ACTION ITEM: The expected output is an exact restatement of all the records.

** PROVIDED RECORDS follows **

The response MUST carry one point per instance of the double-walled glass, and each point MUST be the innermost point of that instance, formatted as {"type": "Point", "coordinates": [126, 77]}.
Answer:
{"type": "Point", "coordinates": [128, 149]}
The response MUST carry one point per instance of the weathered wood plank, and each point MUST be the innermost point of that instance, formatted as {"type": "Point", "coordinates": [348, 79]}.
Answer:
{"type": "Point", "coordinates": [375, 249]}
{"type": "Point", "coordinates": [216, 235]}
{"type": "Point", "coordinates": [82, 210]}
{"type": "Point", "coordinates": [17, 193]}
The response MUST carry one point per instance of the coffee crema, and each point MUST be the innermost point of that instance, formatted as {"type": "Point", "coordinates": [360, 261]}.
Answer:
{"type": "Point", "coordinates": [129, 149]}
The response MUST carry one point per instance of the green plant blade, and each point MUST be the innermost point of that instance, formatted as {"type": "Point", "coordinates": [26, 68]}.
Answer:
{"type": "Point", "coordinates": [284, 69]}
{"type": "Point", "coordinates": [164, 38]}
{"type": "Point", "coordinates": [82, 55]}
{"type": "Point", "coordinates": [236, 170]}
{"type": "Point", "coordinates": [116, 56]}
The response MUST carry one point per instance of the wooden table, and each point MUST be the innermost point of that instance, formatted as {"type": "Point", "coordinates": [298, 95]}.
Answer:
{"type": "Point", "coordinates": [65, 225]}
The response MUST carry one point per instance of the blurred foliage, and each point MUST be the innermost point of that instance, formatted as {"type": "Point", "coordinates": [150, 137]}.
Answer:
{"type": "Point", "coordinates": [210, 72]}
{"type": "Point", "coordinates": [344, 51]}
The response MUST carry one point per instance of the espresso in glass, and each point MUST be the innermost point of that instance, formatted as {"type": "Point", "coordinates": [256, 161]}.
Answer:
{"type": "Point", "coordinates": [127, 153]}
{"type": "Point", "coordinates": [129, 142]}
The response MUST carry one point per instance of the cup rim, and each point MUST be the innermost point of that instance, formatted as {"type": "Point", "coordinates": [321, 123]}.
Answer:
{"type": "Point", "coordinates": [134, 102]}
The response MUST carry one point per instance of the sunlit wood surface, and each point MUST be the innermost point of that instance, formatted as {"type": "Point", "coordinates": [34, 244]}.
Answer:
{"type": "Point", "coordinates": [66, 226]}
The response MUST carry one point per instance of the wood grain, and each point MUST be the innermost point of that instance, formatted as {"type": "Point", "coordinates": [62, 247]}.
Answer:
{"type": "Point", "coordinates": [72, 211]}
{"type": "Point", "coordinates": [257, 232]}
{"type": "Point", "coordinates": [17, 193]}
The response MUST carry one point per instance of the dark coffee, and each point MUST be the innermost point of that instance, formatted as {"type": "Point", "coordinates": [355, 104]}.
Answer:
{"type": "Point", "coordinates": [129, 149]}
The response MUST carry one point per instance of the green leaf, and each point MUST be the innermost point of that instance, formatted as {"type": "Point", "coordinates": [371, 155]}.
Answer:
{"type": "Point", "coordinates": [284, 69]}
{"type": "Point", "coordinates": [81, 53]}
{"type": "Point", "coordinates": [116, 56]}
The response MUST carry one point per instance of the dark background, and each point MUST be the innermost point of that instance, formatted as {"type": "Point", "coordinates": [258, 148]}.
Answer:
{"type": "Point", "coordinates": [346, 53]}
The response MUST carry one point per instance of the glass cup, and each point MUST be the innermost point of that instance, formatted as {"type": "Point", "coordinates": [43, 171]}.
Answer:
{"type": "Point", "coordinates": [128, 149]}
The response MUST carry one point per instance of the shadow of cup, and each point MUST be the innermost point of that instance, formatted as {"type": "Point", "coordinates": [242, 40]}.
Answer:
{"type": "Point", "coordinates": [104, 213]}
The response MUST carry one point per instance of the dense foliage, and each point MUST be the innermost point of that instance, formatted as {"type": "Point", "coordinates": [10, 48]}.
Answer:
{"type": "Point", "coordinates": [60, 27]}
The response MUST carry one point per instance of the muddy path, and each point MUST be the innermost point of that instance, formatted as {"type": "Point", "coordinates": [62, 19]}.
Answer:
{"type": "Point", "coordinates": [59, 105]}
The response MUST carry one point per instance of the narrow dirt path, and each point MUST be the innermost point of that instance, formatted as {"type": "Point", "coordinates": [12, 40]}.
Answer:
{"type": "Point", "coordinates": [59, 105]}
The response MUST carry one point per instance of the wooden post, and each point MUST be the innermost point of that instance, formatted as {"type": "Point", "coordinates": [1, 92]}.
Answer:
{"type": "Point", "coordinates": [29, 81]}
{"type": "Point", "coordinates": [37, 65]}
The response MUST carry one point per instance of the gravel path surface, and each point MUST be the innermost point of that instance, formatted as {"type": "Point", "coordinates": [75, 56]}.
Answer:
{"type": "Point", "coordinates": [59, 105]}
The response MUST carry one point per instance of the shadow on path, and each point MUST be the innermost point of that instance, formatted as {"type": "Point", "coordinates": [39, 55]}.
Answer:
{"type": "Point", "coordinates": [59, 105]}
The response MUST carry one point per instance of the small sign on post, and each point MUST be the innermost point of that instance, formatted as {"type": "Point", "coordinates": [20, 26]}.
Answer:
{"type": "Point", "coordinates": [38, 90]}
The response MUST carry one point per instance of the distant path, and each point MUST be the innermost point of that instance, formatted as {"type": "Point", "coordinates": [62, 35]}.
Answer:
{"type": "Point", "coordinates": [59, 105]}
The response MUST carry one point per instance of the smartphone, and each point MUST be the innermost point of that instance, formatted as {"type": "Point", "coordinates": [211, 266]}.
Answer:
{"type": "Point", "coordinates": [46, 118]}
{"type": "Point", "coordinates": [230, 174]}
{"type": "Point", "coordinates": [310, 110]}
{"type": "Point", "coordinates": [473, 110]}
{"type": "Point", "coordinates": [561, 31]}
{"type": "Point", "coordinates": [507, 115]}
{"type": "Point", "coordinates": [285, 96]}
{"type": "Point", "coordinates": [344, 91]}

** End of PROVIDED RECORDS **

ANSWER BOX:
The response MUST carry one point per instance of the double-walled glass, and each point MUST be the innermost point of that instance, formatted as {"type": "Point", "coordinates": [126, 77]}.
Answer:
{"type": "Point", "coordinates": [128, 149]}
The response MUST carry one point per instance of the weathered wood plank, and each point MUST be the innermost point of that instance, formatted as {"type": "Point", "coordinates": [348, 79]}.
Answer:
{"type": "Point", "coordinates": [375, 249]}
{"type": "Point", "coordinates": [216, 235]}
{"type": "Point", "coordinates": [82, 210]}
{"type": "Point", "coordinates": [17, 193]}
The response MUST carry one point per instance of the coffee crema, and each point MUST be the innermost point of that instance, formatted as {"type": "Point", "coordinates": [360, 261]}.
Answer:
{"type": "Point", "coordinates": [129, 149]}
The response MUST carry one point per instance of the green plant blade, and each point MUST be the innermost point of that instance, formatted as {"type": "Point", "coordinates": [26, 68]}.
Answer:
{"type": "Point", "coordinates": [284, 69]}
{"type": "Point", "coordinates": [164, 38]}
{"type": "Point", "coordinates": [82, 55]}
{"type": "Point", "coordinates": [236, 170]}
{"type": "Point", "coordinates": [116, 56]}
The response MUST carry one point per instance of the wooden table, and each point MUST be the innermost point of that instance, formatted as {"type": "Point", "coordinates": [298, 95]}.
Answer:
{"type": "Point", "coordinates": [65, 225]}
The response MUST carry one point per instance of the blurred foliage, and each point MUST be the innermost point of that instance, formatted as {"type": "Point", "coordinates": [150, 137]}.
Answer:
{"type": "Point", "coordinates": [210, 72]}
{"type": "Point", "coordinates": [344, 51]}
The response MUST carry one point per instance of the espresso in glass, and each point MUST be the innermost point of that instance, formatted as {"type": "Point", "coordinates": [256, 161]}.
Answer:
{"type": "Point", "coordinates": [127, 153]}
{"type": "Point", "coordinates": [129, 142]}
The response MUST carry one point per instance of the cup rim, and each point MUST be the innermost point of that instance, formatted as {"type": "Point", "coordinates": [321, 123]}.
Answer:
{"type": "Point", "coordinates": [134, 102]}
The response MUST carry one point per instance of the sunlit wood surface, and each point MUST be the innermost point of that instance, formatted as {"type": "Point", "coordinates": [34, 244]}.
Answer:
{"type": "Point", "coordinates": [66, 226]}
The response MUST carry one point per instance of the wood grain, and each point MUST be the innermost point of that instance, formatted as {"type": "Point", "coordinates": [62, 247]}.
Answer:
{"type": "Point", "coordinates": [72, 211]}
{"type": "Point", "coordinates": [257, 232]}
{"type": "Point", "coordinates": [17, 193]}
The response MUST carry one point per instance of the dark coffee, and each point MUST be the innermost point of that instance, formatted as {"type": "Point", "coordinates": [355, 104]}.
Answer:
{"type": "Point", "coordinates": [129, 149]}
The response MUST carry one point per instance of the green leaf, and each point MUST be the innermost point of that instance, formatted as {"type": "Point", "coordinates": [371, 155]}.
Answer:
{"type": "Point", "coordinates": [284, 69]}
{"type": "Point", "coordinates": [81, 53]}
{"type": "Point", "coordinates": [116, 56]}
The response MUST carry one point per instance of the dark background, and each point MUST be the innermost point of that instance, formatted as {"type": "Point", "coordinates": [258, 148]}.
Answer:
{"type": "Point", "coordinates": [346, 53]}
The response MUST carry one point per instance of the glass cup, and each point MUST be the innermost point of that instance, formatted as {"type": "Point", "coordinates": [43, 171]}.
Answer:
{"type": "Point", "coordinates": [128, 149]}
The response MUST carry one point per instance of the shadow of cup, and each point MUST be the innermost point of that instance, formatted as {"type": "Point", "coordinates": [242, 40]}.
Answer:
{"type": "Point", "coordinates": [104, 213]}
The response MUST carry one point per instance of the dense foliage, and each point MUST be the innermost point of that instance, formatted as {"type": "Point", "coordinates": [10, 48]}.
Answer:
{"type": "Point", "coordinates": [60, 27]}
The response MUST carry one point per instance of the muddy path, and each point MUST be the innermost point of that instance, formatted as {"type": "Point", "coordinates": [62, 19]}.
Answer:
{"type": "Point", "coordinates": [59, 105]}
The response MUST carry one point per instance of the narrow dirt path, and each point MUST be the innermost point of that instance, formatted as {"type": "Point", "coordinates": [12, 40]}.
Answer:
{"type": "Point", "coordinates": [59, 105]}
The response MUST carry one point per instance of the wooden post, and each point MUST be the innermost point of that instance, formatted as {"type": "Point", "coordinates": [1, 92]}.
Answer:
{"type": "Point", "coordinates": [29, 81]}
{"type": "Point", "coordinates": [37, 65]}
The response MUST carry one point per instance of the gravel path surface, and each point MUST be the innermost point of that instance, formatted as {"type": "Point", "coordinates": [75, 56]}.
Answer:
{"type": "Point", "coordinates": [59, 105]}
The response MUST carry one point per instance of the shadow on path, and each point MUST be the innermost point of that instance, formatted as {"type": "Point", "coordinates": [39, 55]}.
Answer:
{"type": "Point", "coordinates": [59, 105]}
The response MUST carry one point per instance of the small sign on post, and each point MUST be the innermost point of that instance, formatted as {"type": "Point", "coordinates": [20, 26]}.
Answer:
{"type": "Point", "coordinates": [38, 90]}
The response MUST carry one point per instance of the distant path, and each point MUST be the innermost point of that instance, formatted as {"type": "Point", "coordinates": [62, 35]}.
Answer:
{"type": "Point", "coordinates": [59, 105]}
The response MUST carry one point per instance of the smartphone, and each point MUST be the innermost point of that instance, formatted as {"type": "Point", "coordinates": [211, 266]}.
Answer:
{"type": "Point", "coordinates": [46, 118]}
{"type": "Point", "coordinates": [230, 174]}
{"type": "Point", "coordinates": [310, 110]}
{"type": "Point", "coordinates": [473, 110]}
{"type": "Point", "coordinates": [561, 31]}
{"type": "Point", "coordinates": [507, 115]}
{"type": "Point", "coordinates": [285, 96]}
{"type": "Point", "coordinates": [344, 91]}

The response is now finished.